**Texte à lire**:
╭──

Israeli Prime Minister Benjamin Netanyahu (R) and Israeli Arab Knesset member Ayman Odeh in the Knesset in Jerusalem on Sepember 11, 2019. A rare clash erupted between Prime Minister Benjamin Netanyahu and Joint List Chairman Ayman Odeh on Wednesday at the Knesset during a discussion ahead of a vote on a controversial, Likud-sponspored bill to allow cameras in polling booths. AFP PHOTO / GIL COHEN-MAGEN

Pourim

Israël ne s’est pas suicidé.

(Deuxième  partie)

Jean-Pierre Lledo

Il ne me reste plus qu’à examiner votre dernier ‘’argument’’. Pourquoi ne pas s’allier aux Arabes ? Ne sont-ils pas une partie des élus de la Knesset ? Ne représentent-ils pas 20% de la population israélienne ? Les exclure n’est-ce pas du racisme (un racisme identifié à la droite, car seule la gauche détient évidemment le monopole de l’antiracisme et des plus hautes valeurs morales) ?

Ces objections qui dans le passé auraient été le fait du seul parti d’extrême-gauche Meretz, je les ai entendues de mes propres oreilles ou lu de mes propres yeux, de personnes qui se réclament toujours du sionisme. Ultime parade pour projeter sur la droite sa propre culpabilité d’avoir franchi le Rubicon pour la première fois depuis 1948 ? Ou, mais cela serait alors terrible, nouvelle conviction ? Je préfère m’en tenir pour l’instant à la première hypothèse.

╰──

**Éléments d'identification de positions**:
╭──

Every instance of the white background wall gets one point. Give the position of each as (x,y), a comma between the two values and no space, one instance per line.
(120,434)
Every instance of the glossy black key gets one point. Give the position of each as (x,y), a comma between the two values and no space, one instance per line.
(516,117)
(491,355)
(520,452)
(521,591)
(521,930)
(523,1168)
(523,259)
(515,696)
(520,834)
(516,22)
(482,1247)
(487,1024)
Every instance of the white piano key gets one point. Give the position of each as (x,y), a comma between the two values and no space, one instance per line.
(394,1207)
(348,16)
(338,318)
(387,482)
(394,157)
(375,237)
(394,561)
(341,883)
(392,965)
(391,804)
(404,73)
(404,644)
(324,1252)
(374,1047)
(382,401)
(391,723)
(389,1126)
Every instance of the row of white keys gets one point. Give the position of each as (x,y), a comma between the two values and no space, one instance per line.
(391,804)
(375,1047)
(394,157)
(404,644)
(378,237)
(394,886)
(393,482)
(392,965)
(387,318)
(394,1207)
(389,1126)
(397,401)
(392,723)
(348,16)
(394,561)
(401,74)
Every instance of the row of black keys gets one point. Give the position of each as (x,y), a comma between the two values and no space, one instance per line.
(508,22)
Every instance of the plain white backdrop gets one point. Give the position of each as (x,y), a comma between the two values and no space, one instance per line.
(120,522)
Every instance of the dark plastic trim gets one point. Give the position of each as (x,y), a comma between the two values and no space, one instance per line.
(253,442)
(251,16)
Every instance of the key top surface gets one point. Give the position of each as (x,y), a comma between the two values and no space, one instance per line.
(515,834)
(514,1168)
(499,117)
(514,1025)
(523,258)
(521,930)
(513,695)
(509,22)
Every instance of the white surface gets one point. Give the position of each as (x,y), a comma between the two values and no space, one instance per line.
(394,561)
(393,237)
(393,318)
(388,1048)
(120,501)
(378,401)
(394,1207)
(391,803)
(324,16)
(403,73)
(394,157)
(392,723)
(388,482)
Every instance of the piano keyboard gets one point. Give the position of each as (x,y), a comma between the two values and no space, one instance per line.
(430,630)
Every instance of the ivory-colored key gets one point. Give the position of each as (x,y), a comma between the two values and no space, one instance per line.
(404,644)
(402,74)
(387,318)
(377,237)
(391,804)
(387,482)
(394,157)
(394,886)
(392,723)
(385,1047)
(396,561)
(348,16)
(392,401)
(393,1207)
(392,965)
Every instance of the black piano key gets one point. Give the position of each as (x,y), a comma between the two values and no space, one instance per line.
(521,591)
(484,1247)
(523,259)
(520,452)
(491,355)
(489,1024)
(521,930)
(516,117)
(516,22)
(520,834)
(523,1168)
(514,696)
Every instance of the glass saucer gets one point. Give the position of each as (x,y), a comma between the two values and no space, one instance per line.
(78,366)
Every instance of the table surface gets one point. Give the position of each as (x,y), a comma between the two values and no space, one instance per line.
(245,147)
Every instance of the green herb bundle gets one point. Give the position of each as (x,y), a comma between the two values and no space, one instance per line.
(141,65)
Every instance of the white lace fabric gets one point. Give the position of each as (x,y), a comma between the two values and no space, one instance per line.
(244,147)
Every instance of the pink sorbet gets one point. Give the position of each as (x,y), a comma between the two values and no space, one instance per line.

╰──

**Tâches demandées**:
a – Recopiez mot pour mot le passage du texte qui commence aux mots « Ces objections qui » et s'arrête après « la première hypothèse. ».
b – Mettez sous forme de liste numérotée, sans lignes vides, les lignes (et non le texte) en commençant à celle qui contient « Every instance of the piano » et en vous arrêtant après la dernière ligne, ces deux bornes comprises.
Le texte et les lignes proviennent de sources distinctes.

**Réponses par tâche**:
a –
Ces objections qui dans le passé auraient été le fait du seul parti d’extrême-gauche Meretz, je les ai entendues de mes propres oreilles ou lu de mes propres yeux, de personnes qui se réclament toujours du sionisme. Ultime parade pour projeter sur la droite sa propre culpabilité d’avoir franchi le Rubicon pour la première fois depuis 1948 ? Ou, mais cela serait alors terrible, nouvelle conviction ? Je préfère m’en tenir pour l’instant à la première hypothèse.

b –
1. Every instance of the piano keyboard gets one point. Give the position of each as (x,y), a comma between the two values and no space, one instance per line.
2. (430,630)
3. Every instance of the ivory-colored key gets one point. Give the position of each as (x,y), a comma between the two values and no space, one instance per line.
4. (404,644)
5. (402,74)
6. (387,318)
7. (377,237)
8. (391,804)
9. (387,482)
10. (394,157)
11. (394,886)
12. (392,723)
13. (385,1047)
14. (396,561)
15. (348,16)
16. (392,401)
17. (393,1207)
18. (392,965)
19. Every instance of the black piano key gets one point. Give the position of each as (x,y), a comma between the two values and no space, one instance per line.
20. (521,591)
21. (484,1247)
22. (523,259)
23. (520,452)
24. (491,355)
25. (489,1024)
26. (521,930)
27. (516,117)
28. (516,22)
29. (520,834)
30. (523,1168)
31. (514,696)
32. Every instance of the glass saucer gets one point. Give the position of each as (x,y), a comma between the two values and no space, one instance per line.
33. (78,366)
34. Every instance of the table surface gets one point. Give the position of each as (x,y), a comma between the two values and no space, one instance per line.
35. (245,147)
36. Every instance of the green herb bundle gets one point. Give the position of each as (x,y), a comma between the two values and no space, one instance per line.
37. (141,65)
38. Every instance of the white lace fabric gets one point. Give the position of each as (x,y), a comma between the two values and no space, one instance per line.
39. (244,147)
40. Every instance of the pink sorbet gets one point. Give the position of each as (x,y), a comma between the two values and no space, one instance per line.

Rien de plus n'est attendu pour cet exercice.